[EXERCISE DATA — start]

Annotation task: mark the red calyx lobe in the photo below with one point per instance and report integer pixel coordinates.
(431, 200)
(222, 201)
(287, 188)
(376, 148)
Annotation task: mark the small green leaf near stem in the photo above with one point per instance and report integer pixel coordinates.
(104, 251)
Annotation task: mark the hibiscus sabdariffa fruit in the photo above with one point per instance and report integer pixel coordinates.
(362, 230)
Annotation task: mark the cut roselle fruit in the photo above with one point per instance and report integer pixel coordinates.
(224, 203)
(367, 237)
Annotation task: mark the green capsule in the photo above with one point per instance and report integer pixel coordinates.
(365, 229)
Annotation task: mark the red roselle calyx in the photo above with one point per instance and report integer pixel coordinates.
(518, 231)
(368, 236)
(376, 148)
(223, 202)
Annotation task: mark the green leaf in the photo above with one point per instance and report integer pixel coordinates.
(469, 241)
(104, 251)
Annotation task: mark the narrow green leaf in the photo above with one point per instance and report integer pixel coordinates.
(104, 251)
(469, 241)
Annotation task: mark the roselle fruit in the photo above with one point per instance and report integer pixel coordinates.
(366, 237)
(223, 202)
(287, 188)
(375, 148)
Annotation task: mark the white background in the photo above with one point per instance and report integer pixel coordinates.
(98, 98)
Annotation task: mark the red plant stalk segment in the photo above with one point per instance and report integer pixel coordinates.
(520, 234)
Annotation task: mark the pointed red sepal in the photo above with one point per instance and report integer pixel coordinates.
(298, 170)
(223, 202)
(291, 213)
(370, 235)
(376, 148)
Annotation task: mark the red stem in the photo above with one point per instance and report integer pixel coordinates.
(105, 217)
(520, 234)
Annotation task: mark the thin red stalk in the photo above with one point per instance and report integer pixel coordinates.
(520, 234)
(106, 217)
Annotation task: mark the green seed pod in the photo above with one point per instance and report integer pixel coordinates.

[EXERCISE DATA — finish]

- [WORK INSTRUCTION]:
Reproduce the data in full, exactly.

- [RESULT OF THE TASK]:
Annotation task: mark the red calyx lobe in the photo below with one point per instance and report integer pixel coordinates.
(431, 200)
(222, 201)
(287, 188)
(376, 148)
Annotation task: mark the small green leaf near stem in the photo above with one point per instance and report integer pixel coordinates.
(104, 251)
Annotation task: mark the hibiscus sabdariffa fruit in the photo above with one point per instance and report integer pixel coordinates.
(362, 230)
Annotation task: mark the cut roselle fruit in the photo above with one point per instance and report integer pixel coordinates.
(224, 203)
(367, 237)
Annotation task: mark the green capsule in the photo above with one point per instance and report integer pixel coordinates.
(365, 229)
Annotation task: mark the red roselle calyx in the photo above with one point per instance and report integer pixel coordinates.
(518, 231)
(368, 236)
(376, 148)
(223, 202)
Annotation task: mark the green leaf in the photo above with one point per instance and report integer pixel coordinates.
(469, 241)
(104, 251)
Annotation task: mark the narrow green leaf in the photo above with one point per instance and report integer pixel coordinates.
(104, 251)
(469, 241)
Annotation task: mark the roselle fruit in the photo above with one point per instance and report integer pixel coordinates.
(366, 237)
(223, 202)
(287, 188)
(375, 148)
Annotation task: mark the white background in the photo above with one point per instance and report integer pixel coordinates.
(98, 98)
Annotation task: mark the red plant stalk segment in the photo above with one point per instance and report integer pixel coordinates.
(520, 234)
Annotation task: mark the pointed red sepal in the photo above with one point per instance and report integer pixel coordinates.
(298, 170)
(223, 202)
(291, 213)
(370, 235)
(376, 148)
Annotation task: mark the red stem in the photo above with one point per instance and report integer pixel coordinates.
(105, 217)
(520, 234)
Annotation task: mark the thin red stalk in the photo above with one point per instance and report integer pixel coordinates.
(520, 234)
(106, 217)
Annotation task: mark the green seed pod in the photo above with one point per instance and report integer pixel coordinates.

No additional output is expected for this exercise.